Pointing dataset excerpts:
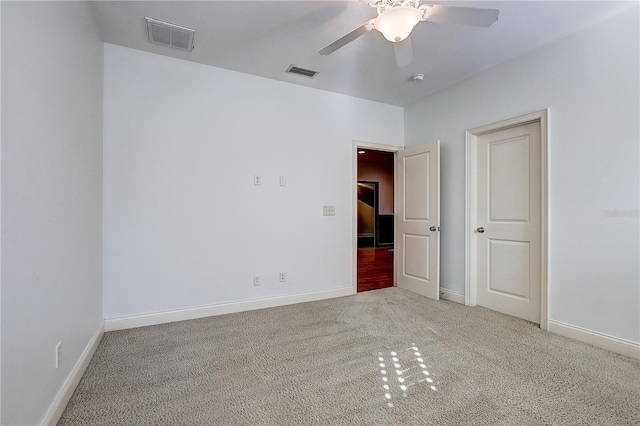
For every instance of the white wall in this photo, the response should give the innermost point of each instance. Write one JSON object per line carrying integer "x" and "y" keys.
{"x": 184, "y": 225}
{"x": 51, "y": 199}
{"x": 590, "y": 83}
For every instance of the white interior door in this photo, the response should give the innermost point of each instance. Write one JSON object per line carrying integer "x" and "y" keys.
{"x": 418, "y": 225}
{"x": 509, "y": 218}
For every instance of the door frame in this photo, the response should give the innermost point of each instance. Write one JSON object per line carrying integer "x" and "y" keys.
{"x": 471, "y": 206}
{"x": 376, "y": 207}
{"x": 356, "y": 145}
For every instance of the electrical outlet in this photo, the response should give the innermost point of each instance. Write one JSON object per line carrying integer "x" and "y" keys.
{"x": 58, "y": 354}
{"x": 329, "y": 210}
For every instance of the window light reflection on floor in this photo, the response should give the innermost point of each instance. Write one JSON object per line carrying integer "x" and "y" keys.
{"x": 409, "y": 370}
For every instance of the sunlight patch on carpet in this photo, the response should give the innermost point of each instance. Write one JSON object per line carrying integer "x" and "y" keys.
{"x": 401, "y": 370}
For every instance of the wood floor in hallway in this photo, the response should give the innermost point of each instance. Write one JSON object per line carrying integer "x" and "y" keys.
{"x": 375, "y": 268}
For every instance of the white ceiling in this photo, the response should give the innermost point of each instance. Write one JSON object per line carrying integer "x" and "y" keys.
{"x": 264, "y": 37}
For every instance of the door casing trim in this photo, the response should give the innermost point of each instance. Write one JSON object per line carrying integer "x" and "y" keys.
{"x": 471, "y": 206}
{"x": 354, "y": 197}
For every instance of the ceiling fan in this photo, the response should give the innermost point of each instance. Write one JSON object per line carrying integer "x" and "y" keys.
{"x": 396, "y": 19}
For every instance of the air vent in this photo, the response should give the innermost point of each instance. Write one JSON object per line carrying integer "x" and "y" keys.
{"x": 301, "y": 71}
{"x": 170, "y": 35}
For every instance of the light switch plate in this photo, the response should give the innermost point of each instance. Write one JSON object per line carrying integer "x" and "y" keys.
{"x": 329, "y": 210}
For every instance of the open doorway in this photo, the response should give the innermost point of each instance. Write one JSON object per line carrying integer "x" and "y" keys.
{"x": 375, "y": 219}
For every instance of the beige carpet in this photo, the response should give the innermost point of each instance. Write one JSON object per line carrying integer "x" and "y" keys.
{"x": 380, "y": 357}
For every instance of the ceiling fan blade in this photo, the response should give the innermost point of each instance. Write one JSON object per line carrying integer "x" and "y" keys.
{"x": 348, "y": 38}
{"x": 461, "y": 15}
{"x": 404, "y": 52}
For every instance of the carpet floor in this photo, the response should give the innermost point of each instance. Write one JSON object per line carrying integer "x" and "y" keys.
{"x": 380, "y": 357}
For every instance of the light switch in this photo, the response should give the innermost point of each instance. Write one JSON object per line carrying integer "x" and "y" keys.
{"x": 329, "y": 210}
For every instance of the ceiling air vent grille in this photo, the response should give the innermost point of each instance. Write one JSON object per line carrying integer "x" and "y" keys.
{"x": 170, "y": 35}
{"x": 301, "y": 71}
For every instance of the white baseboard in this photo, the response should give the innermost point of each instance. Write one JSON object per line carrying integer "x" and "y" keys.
{"x": 601, "y": 340}
{"x": 62, "y": 399}
{"x": 452, "y": 296}
{"x": 153, "y": 318}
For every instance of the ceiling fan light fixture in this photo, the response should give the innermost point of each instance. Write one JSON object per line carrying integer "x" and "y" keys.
{"x": 396, "y": 23}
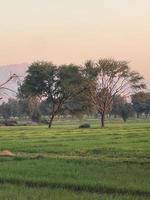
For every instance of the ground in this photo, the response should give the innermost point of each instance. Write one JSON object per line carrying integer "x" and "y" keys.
{"x": 69, "y": 163}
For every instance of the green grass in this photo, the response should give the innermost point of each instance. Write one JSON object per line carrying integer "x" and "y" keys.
{"x": 77, "y": 163}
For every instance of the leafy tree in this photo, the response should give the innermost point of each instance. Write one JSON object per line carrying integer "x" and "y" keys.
{"x": 118, "y": 102}
{"x": 52, "y": 83}
{"x": 109, "y": 78}
{"x": 141, "y": 103}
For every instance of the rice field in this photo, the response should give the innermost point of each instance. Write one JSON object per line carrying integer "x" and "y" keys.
{"x": 66, "y": 162}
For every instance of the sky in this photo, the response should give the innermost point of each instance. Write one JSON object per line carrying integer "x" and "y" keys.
{"x": 72, "y": 31}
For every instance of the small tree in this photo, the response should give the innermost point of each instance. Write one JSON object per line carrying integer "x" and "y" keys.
{"x": 109, "y": 78}
{"x": 3, "y": 86}
{"x": 52, "y": 83}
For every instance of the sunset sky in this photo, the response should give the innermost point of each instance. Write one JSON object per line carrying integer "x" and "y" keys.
{"x": 66, "y": 31}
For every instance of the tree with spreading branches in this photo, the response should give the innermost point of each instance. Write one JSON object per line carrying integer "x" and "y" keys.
{"x": 109, "y": 78}
{"x": 54, "y": 84}
{"x": 4, "y": 88}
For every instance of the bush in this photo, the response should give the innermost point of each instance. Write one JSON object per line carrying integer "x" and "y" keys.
{"x": 85, "y": 126}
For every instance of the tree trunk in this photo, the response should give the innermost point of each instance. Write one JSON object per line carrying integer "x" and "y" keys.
{"x": 51, "y": 120}
{"x": 102, "y": 120}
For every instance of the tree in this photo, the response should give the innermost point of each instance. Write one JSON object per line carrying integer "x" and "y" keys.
{"x": 3, "y": 86}
{"x": 141, "y": 103}
{"x": 55, "y": 84}
{"x": 109, "y": 78}
{"x": 118, "y": 102}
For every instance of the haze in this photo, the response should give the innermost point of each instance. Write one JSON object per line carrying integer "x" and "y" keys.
{"x": 66, "y": 31}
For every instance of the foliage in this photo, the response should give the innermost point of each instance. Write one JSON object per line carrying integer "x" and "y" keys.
{"x": 54, "y": 84}
{"x": 110, "y": 78}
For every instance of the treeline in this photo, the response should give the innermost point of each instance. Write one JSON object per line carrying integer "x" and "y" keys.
{"x": 139, "y": 107}
{"x": 99, "y": 88}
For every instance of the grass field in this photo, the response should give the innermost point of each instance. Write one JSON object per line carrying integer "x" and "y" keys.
{"x": 70, "y": 163}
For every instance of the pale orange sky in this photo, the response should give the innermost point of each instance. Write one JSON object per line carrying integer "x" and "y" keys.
{"x": 66, "y": 31}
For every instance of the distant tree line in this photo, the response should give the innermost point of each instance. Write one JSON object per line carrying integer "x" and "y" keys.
{"x": 96, "y": 88}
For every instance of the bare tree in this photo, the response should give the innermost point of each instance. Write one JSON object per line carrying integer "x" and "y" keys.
{"x": 109, "y": 78}
{"x": 4, "y": 88}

The problem -
Copy the records above exactly, omitting every picture.

Response to this exercise -
For every instance of the white wall in this photo, the response should give the innermost point of each instance. Write one JSON object per line carrying integer "x" and "y" keys.
{"x": 184, "y": 225}
{"x": 51, "y": 199}
{"x": 590, "y": 83}
For every instance of the white interior door in this photo, the response should give the innermost point of each instance. Write one JSON object per line carrying integer "x" and "y" keys.
{"x": 418, "y": 225}
{"x": 509, "y": 218}
For every instance of the door frame in this photo, the response should give the innermost point of each instance. Write one JSON object per line carrying integer "x" and "y" keys.
{"x": 471, "y": 206}
{"x": 376, "y": 207}
{"x": 356, "y": 145}
For every instance of the electrical outlet in this photo, the response should give the innermost point of each instance. Write one JSON object per line carrying integer "x" and "y" keys.
{"x": 58, "y": 354}
{"x": 329, "y": 210}
For every instance of the window light reflection on floor in this photo, the response should give the innermost point of each instance. Write one JSON object per line carrying integer "x" and "y" keys.
{"x": 409, "y": 370}
For every instance of the sunlight patch on carpet in this photo, the response should give the innermost point of each instance. Write one JSON object per line carrying integer "x" and "y" keys.
{"x": 401, "y": 370}
For every instance of the wood floor in hallway in this photo, the response should give the innermost point of each instance. Write one JSON object per line carrying integer "x" and "y" keys.
{"x": 375, "y": 268}
For every instance of the white ceiling in this photo, the response should give the innermost point of each instance. Write one JSON object per line carrying integer "x" and "y" keys.
{"x": 264, "y": 37}
For every instance of the door casing trim in this photo, the response should give the innermost point of each instance. Write one JSON object per line carrying integer "x" and "y" keys.
{"x": 471, "y": 206}
{"x": 354, "y": 197}
For every instance of the ceiling fan in this photo, the response should give the innermost point of each instance. Write one JSON object per line carrying integer "x" and "y" keys.
{"x": 396, "y": 19}
For every instance of the air vent in this photo, the response should give the innermost point of each instance. Write one JSON object per line carrying integer "x" and "y" keys.
{"x": 301, "y": 71}
{"x": 170, "y": 35}
For every instance of the light switch plate in this photo, the response should give the innermost point of each instance. Write one JSON object per line carrying integer "x" and "y" keys.
{"x": 329, "y": 210}
For every instance of the open doorway in this photo, the response should give the innermost point of each instance. Write one JSON object per line carrying integer "x" and "y" keys.
{"x": 375, "y": 219}
For every instance of the beige carpet in this photo, the response should give the innermost point of each instance. Write one JSON object per line carrying integer "x" and "y" keys.
{"x": 380, "y": 357}
For every instance of the ceiling fan blade in this photo, the response should give the innermost point of each instance. Write one JSON object per line carrying integer "x" and "y" keys.
{"x": 348, "y": 38}
{"x": 461, "y": 15}
{"x": 404, "y": 52}
For every instance of the carpet floor in this photo, the response should give the innermost point of each instance. Write one JSON object per line carrying integer "x" and "y" keys.
{"x": 380, "y": 357}
For every instance of the light switch in this photo, the response should give the innermost point of each instance. Write one JSON object per line carrying integer "x" and "y" keys.
{"x": 329, "y": 210}
For every instance of the ceiling air vent grille in this photo, the response should give the innermost point of each instance. Write one JSON object per line carrying integer "x" and "y" keys.
{"x": 170, "y": 35}
{"x": 301, "y": 71}
For every instance of the white baseboard in this photo, the response should give the innermost point of each instance. Write one JSON object per line carrying integer "x" and "y" keys.
{"x": 601, "y": 340}
{"x": 62, "y": 399}
{"x": 452, "y": 296}
{"x": 153, "y": 318}
For every instance of the ceiling fan light fixture in this photo, the response should give the innermost point of each instance. Write one JSON object per line carrying integer "x" and "y" keys.
{"x": 396, "y": 23}
For every instance of the ground in this photo, the response should give the innermost point of each instance. Write one JSON object per line carrying integer "x" and "y" keys.
{"x": 69, "y": 163}
For every instance of the green grass in this photo, the response should give the innermost point of each instance. Write one JSON object per line carrying integer "x" and "y" keys.
{"x": 77, "y": 163}
For every instance of the leafy tree in this photo, the response should give the innermost point of each instance. Write one JSON object per line carrying integer "x" and "y" keys.
{"x": 118, "y": 102}
{"x": 52, "y": 83}
{"x": 109, "y": 78}
{"x": 141, "y": 103}
For every instance of the rice field in this photo, the response should give the innermost point of each instance. Write one JSON object per line carrying integer "x" and "y" keys.
{"x": 66, "y": 162}
For every instance of the sky in this photo, the response should give the innermost point of each instance. Write one JSON object per line carrying integer "x" and "y" keys.
{"x": 72, "y": 31}
For every instance of the small tree in this photo, the response should give the innermost point of each instance. Write one JSON object per line carrying integer "x" and "y" keys.
{"x": 109, "y": 78}
{"x": 3, "y": 86}
{"x": 52, "y": 83}
For every instance of the sunset sky in this photo, the response should give the innermost point of each instance. Write one JSON object per line carrying integer "x" and "y" keys.
{"x": 66, "y": 31}
For every instance of the tree with spreading branches in this photo, the response should give the innermost point of each instance. Write one JSON object per line carrying integer "x" and "y" keys.
{"x": 109, "y": 78}
{"x": 54, "y": 84}
{"x": 4, "y": 88}
For every instance of the bush in this photo, the response should give the innermost point of each instance. Write one JSON object per line carrying integer "x" and "y" keys.
{"x": 85, "y": 126}
For every instance of the tree trunk in this photo, the response should give the innermost point of each instance. Write one JSON object per line carrying integer "x" and "y" keys.
{"x": 51, "y": 120}
{"x": 102, "y": 120}
For every instance of the tree in this photo, the response should give the innermost point of each instance. Write one JSON object per line carrying integer "x" and "y" keys.
{"x": 3, "y": 86}
{"x": 141, "y": 103}
{"x": 55, "y": 84}
{"x": 109, "y": 78}
{"x": 118, "y": 102}
For every instance of the haze in this photo, the response should give the innermost point of each instance. Write one JSON object per line carrying integer "x" and "y" keys.
{"x": 66, "y": 31}
For every instance of the foliage in this photo, the response should give the innermost point of each instance. Write one JSON object per line carrying integer "x" and "y" keys.
{"x": 54, "y": 84}
{"x": 110, "y": 78}
For every instance of the treeline in this photo, the response should give the innermost point of each instance. Write one JSON object per line carrying integer "x" and "y" keys.
{"x": 139, "y": 107}
{"x": 99, "y": 88}
For every instance of the grass field in this photo, the response should give the innermost point of each instance. Write one JSON object per line carrying integer "x" and "y" keys.
{"x": 70, "y": 163}
For every instance of the pale orange sky in this photo, the response should give the innermost point of each instance. Write one JSON object per line carrying integer "x" and "y" keys.
{"x": 66, "y": 31}
For every instance of the distant tree line in this photo, the response should give the innermost point of each instance. Write one JSON object per line carrying integer "x" and "y" keys.
{"x": 96, "y": 88}
For every instance of the bare tree in this photo, the response should give the innermost point of each instance. Write one JSON object per line carrying integer "x" and "y" keys.
{"x": 109, "y": 78}
{"x": 4, "y": 88}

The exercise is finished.